● Trecho de origem
Na era da informação, a expressão segredo de Estado deve soar para muitos, notadamente para as novas gerações, como um anacronismo. Nada mais natural, para todos quantos tenham acesso a um computador conectado à internet, do que informar-se a todo instante sobre uma infinidade de assuntos apenas pressionando um par de teclas. A disseminação das chamadas ferramentas de busca e a multiplicação das redes virtuais de relacionamento, em que a troca de textos, sons e imagens é uma atividade a que incontáveis milhões de jovens dedicam as melhores horas de sua jornada, consagraram a idéia tácita de que o acesso à informação é um valor social, quando não um direito natural.

Reciprocamente, a idéia de que os governos se permitem subtrair do conhecimento público documentos que tratam de suas ações - desde sempre combatida pelos libertários, defensores da primazia da sociedade sobre a estatocracia - deve provocar na população internauta um sentimento entre a incredulidade e a repulsa. Não que a grande maioria dos seus membros se interesse necessariamente pelo que os governantes e as suas burocracias fazem - e querem manter longe das vistas alheias. O ponto é que, por uma questão de princípio, o direito de saber já deixou de ser uma demanda circunscrita a públicos, por assim dizer, especializados: pensadores, acadêmicos, pesquisadores, jornalistas e organizações voltadas para o resgate de evidências documentais sobre determinados processos ou períodos históricos, como, no Brasil, o da ditadura militar.

Essa nova cultura, avessa a toda modalidade de restrição do conhecimento, a ponto de nem sequer admitir a eventual legitimidade das razões de Estado, é o pano de fundo do debate sobre o projeto da Lei de Acesso à Informação que o governo deverá encaminhar ao Congresso em começos do próximo ano. O ponto polêmico da proposta é o que permite que documentos classificados como ultra-secretos possam ficar trancados nos arquivos oficiais indefinidamente, se a comissão incumbida de revê-los a cada 25 anos concluir que a sua divulgação poderá representar “grave ameaça externa à soberania e grave risco às relações internacionais”. O exemplo que vem à mente de todos é o da Guerra do Paraguai (1864-1870), cujos segredos envolvendo atrocidades praticadas por soldados brasileiros e a posterior demarcação das fronteiras definitivas entre os dois países o Itamaraty mantém nos seus cofres mais inacessíveis.

● Tarefa proposta 1
Condense em forma de lista o parágrafo do trecho que começa com "Reciprocamente, a idéia", preservando seus fatos principais.
A listagem não tem relação alguma com o trecho.

● Dados extraídos
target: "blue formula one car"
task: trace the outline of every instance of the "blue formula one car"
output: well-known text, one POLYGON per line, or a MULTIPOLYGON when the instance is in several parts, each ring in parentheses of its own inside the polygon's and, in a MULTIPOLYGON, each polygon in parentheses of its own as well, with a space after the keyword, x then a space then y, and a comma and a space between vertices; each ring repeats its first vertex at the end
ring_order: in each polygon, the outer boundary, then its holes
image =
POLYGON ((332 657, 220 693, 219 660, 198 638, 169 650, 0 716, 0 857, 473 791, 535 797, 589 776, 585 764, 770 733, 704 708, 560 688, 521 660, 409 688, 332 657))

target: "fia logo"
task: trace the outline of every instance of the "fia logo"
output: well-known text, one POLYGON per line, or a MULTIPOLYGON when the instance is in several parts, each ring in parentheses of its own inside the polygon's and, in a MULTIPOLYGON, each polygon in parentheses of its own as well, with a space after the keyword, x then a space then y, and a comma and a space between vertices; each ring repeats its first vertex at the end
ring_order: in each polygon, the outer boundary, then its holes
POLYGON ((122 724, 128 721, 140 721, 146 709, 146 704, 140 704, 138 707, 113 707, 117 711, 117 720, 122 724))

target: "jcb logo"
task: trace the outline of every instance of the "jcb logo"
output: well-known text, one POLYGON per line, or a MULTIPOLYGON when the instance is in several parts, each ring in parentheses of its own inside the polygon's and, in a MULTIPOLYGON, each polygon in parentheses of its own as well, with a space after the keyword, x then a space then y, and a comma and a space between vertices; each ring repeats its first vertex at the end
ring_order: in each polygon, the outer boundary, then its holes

● Tarefa proposta 2
Altere o trecho da listagem que vai do início até a linha com "POLYGON ((332 657, 220", inclusive, substituindo "blue" por "red" sem mudar mais nada, e apresente apenas esse trecho.

● Solução 1
- A ideia de que governos retiram do conhecimento público documentos sobre suas ações, combatida desde sempre pelos libertários, tende a provocar na população internauta um sentimento entre a incredulidade e a repulsa.
- Isso não quer dizer que a maioria dessa população se interesse necessariamente pelo que os governantes e suas burocracias fazem.
- Por princípio, o direito de saber deixou de ser uma demanda restrita a públicos especializados, como pensadores, acadêmicos, pesquisadores, jornalistas e organizações voltadas ao resgate de evidências documentais sobre certos processos ou períodos históricos, a exemplo da ditadura militar no Brasil.

● Solução 2
target: "red formula one car"
task: trace the outline of every instance of the "red formula one car"
output: well-known text, one POLYGON per line, or a MULTIPOLYGON when the instance is in several parts, each ring in parentheses of its own inside the polygon's and, in a MULTIPOLYGON, each polygon in parentheses of its own as well, with a space after the keyword, x then a space then y, and a comma and a space between vertices; each ring repeats its first vertex at the end
ring_order: in each polygon, the outer boundary, then its holes
image =
POLYGON ((332 657, 220 693, 219 660, 198 638, 169 650, 0 716, 0 857, 473 791, 535 797, 589 776, 585 764, 770 733, 704 708, 560 688, 521 660, 409 688, 332 657))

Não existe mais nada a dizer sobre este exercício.